Source document:
START
NOT FINAL UNTIL TIME EXPIRES TO FILE REHEARING
MOTION AND, IF FILED, DETERMINED
IN THE DISTRICT COURT OF APPEAL
OF FLORIDA
SECOND DISTRICT
MICHAEL RAY MITCHELL, )
)
Appellant, )
)
v. ) Case No. 2D15-4628
)
STATE OF FLORIDA, )
)
Appellee. )
________________________________ )
Opinion filed August 17, 2016.
Appeal pursuant to Fla. R. App. P.
9.141(b) from the Circuit Court for Polk
County; J. Dale Durrance, Judge.
Michael Ray Mitchell, pro se.
KELLY, Judge.
Michael Mitchell appeals from the order summarily denying his motion for
postconviction relief filed under Florida Rule of Criminal Procedure 3.850. Because
Mitchell's claim that his defense counsel failed to convey a plea offer was not refuted by
the record, we reverse for an evidentiary hearing.
END
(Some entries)
START
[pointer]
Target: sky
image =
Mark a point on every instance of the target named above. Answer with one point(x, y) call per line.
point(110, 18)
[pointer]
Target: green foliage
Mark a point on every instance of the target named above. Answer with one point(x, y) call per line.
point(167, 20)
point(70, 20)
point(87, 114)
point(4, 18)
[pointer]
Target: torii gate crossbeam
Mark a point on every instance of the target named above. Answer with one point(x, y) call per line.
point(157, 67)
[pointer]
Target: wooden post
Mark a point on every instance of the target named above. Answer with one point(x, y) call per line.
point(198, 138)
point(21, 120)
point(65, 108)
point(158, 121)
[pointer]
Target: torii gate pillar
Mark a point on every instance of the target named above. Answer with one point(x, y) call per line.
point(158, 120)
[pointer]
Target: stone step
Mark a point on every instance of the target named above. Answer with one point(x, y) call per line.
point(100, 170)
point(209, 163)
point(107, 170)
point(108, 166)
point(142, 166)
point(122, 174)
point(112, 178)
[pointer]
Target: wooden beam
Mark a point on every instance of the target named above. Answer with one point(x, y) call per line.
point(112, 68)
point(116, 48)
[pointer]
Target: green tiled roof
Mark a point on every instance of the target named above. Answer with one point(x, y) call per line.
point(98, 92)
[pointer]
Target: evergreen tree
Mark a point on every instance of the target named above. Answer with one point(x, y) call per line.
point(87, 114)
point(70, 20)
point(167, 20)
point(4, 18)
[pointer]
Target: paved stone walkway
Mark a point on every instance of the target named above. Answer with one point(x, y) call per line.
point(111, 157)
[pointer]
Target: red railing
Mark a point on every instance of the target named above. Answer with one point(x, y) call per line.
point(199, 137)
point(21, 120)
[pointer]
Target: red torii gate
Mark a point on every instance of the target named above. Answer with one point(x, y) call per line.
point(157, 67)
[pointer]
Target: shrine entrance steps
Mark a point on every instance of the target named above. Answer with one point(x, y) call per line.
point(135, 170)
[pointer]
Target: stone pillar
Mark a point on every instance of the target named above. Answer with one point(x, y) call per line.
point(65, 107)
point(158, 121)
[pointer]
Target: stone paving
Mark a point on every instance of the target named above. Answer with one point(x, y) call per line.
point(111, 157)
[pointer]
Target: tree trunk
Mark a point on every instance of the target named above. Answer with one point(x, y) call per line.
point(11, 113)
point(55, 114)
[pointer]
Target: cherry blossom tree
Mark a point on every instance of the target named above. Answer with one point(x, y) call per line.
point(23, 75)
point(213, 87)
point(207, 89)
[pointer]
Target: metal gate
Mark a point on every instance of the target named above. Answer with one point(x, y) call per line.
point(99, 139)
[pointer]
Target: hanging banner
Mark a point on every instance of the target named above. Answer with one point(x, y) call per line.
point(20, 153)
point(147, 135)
END
START
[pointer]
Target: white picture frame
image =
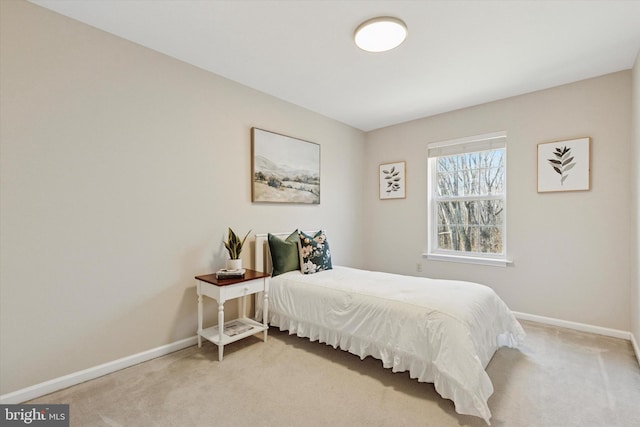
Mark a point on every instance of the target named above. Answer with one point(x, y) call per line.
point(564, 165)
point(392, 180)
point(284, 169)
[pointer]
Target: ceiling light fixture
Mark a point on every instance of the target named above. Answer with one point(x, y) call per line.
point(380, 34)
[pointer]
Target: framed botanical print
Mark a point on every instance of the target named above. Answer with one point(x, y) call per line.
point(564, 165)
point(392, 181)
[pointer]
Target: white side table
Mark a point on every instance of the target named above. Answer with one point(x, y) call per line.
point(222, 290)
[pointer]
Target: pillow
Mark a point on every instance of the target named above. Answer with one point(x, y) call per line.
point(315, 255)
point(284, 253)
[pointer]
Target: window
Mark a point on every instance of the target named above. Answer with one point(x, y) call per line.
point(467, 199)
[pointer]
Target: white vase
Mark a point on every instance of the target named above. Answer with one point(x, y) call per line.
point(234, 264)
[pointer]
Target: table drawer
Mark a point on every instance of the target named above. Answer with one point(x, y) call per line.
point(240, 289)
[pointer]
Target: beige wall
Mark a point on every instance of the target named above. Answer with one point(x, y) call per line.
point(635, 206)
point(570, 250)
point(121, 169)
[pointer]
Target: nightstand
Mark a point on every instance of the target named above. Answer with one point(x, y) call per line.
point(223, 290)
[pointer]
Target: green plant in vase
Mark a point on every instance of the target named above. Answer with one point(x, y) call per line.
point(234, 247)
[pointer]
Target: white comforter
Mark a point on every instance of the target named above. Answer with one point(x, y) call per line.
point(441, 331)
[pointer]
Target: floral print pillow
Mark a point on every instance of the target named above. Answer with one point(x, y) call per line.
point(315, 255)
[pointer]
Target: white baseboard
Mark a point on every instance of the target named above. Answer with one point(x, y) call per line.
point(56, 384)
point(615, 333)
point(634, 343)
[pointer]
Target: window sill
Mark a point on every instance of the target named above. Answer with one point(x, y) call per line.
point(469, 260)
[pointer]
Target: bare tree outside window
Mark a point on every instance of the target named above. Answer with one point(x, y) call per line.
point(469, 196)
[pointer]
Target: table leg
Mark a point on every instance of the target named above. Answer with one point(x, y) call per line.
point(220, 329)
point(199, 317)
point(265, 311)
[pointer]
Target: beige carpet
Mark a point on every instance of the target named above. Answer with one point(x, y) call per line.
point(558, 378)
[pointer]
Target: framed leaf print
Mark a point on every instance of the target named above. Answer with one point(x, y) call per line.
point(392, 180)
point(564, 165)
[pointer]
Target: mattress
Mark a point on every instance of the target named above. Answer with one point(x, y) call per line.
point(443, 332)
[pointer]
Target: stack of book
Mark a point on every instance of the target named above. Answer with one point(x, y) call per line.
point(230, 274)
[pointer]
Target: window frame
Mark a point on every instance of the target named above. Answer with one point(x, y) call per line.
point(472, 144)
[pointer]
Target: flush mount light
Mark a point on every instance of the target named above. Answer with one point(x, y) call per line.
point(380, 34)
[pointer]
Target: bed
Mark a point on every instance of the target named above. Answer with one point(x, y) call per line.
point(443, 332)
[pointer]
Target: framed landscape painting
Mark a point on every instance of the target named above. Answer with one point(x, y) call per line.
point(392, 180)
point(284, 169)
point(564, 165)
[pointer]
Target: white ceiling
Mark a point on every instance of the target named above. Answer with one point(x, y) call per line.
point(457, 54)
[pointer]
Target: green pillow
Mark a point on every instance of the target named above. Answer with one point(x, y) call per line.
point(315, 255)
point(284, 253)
END
START
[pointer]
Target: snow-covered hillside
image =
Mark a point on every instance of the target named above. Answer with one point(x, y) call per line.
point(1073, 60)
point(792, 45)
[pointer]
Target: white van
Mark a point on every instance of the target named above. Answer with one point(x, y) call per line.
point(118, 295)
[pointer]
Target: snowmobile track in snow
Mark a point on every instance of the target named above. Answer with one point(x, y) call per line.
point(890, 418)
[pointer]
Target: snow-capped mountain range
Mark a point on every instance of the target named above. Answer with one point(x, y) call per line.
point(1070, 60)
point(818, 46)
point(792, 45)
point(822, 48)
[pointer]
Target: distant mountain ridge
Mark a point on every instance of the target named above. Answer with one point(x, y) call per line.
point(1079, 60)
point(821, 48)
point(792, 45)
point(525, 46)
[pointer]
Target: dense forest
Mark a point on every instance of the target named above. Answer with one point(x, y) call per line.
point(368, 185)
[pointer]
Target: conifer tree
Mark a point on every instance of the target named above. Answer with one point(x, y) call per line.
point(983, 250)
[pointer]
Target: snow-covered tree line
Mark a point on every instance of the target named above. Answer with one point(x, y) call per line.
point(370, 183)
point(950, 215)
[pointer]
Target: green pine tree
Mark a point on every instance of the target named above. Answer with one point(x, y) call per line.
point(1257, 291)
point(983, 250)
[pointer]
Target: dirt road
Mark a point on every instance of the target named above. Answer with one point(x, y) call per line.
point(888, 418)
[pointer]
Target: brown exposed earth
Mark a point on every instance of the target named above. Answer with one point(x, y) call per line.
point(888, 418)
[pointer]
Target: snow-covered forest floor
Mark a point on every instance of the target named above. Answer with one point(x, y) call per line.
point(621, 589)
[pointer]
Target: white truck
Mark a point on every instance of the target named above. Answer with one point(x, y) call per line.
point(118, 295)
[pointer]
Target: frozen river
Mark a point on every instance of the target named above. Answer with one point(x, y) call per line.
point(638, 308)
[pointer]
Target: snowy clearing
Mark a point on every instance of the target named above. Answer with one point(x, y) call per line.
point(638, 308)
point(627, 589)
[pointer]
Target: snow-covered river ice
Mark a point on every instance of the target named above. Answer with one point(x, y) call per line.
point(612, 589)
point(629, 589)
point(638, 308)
END
What to work on:
1. Write out the court opinion starting at "NOT FINAL UNTIL" and ending at "Appellant, )", renaming "Appellant" to "Petitioner".
2. Filter the entries down to every line that contains the string "river", matching case exactly.
The court opinion and the entries have nothing to do with each other.

Results in order:
1.
NOT FINAL UNTIL TIME EXPIRES TO FILE REHEARING
MOTION AND, IF FILED, DETERMINED
IN THE DISTRICT COURT OF APPEAL
OF FLORIDA
SECOND DISTRICT
MICHAEL RAY MITCHELL, )
)
Petitioner, )

2.
Target: frozen river
Target: snow-covered river ice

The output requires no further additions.